Job A:
In the passage about the F/V Ironic, give the stretch from "Some of the" through "is a one-off." again, switching "owner-built" to "self-built".
Job B:
Answer these questions from the passage about the F/V Ironic:
(i) What size is the Marco power block on the Ironic?
(ii) Where did Ken Bates build the Ironic?
(iii) For how many years has Bates been using the Ironic's net setup?
Job C:
Does each statement agree with the passage about the F/V Ironic? Answer yes or no and quote the deciding words.
(i) The Ironic is an aluminum boat.
(ii) The Ironic was first built for gillnetting herring and trolling for salmon.
(iii) Bates recommends the net-handling setup he uses on the Ironic.

Text passage:

━━━━━━

Some of the most interesting commercial fishing vessels on the water are owner-built. The design and functionality of a fishing vessel that moves from imagination to final form through the work of the people who will take it to sea are almost always unique. Along those lines, the F/V Ironic, built by Ken Bates in Eureka, California, is a one-off. 

“It’s an old boat,” says Bates. “I built it over 30 years ago. It’s fiberglass over plywood. All my boats are.” Initially built for gillnetting herring and trolling for salmon, Bates later started fishing Lampara nets. He set the vessel up with a 12-inch Marco power block on a davit to handle one wing of the net, retrieving the other wing with his net reel. “It’s not an ideal setup,” Bates says. “I wouldn’t recommend it, but we’ve been doing it for 25 years, and we are used to it. I use a different double sheave hauler on the skiffs I build.”

━━━━━━

Entries supplied:

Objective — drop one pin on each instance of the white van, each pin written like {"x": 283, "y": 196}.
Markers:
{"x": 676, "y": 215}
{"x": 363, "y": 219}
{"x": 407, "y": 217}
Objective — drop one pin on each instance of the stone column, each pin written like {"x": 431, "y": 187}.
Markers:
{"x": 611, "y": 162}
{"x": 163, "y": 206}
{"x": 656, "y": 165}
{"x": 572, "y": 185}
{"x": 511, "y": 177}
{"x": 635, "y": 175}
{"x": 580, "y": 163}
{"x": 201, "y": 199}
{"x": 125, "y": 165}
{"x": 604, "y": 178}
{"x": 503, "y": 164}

━━━━━━

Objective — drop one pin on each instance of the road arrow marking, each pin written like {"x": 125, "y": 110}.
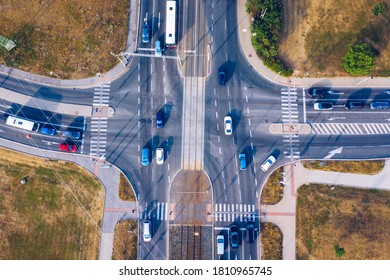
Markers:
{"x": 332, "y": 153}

━━━━━━

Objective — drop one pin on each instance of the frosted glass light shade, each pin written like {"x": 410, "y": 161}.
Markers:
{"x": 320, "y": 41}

━━━━━━

Exercise solution A:
Some of the most interesting commercial fishing vessels on the water are self-built. The design and functionality of a fishing vessel that moves from imagination to final form through the work of the people who will take it to sea are almost always unique. Along those lines, the F/V Ironic, built by Ken Bates in Eureka, California, is a one-off.

Exercise solution B:
(i) 12-inch
(ii) Eureka, California
(iii) 25 years

Exercise solution C:
(i) No: "It’s fiberglass over plywood."
(ii) Yes: "Initially built for gillnetting herring and trolling for salmon"
(iii) No: "I wouldn’t recommend it"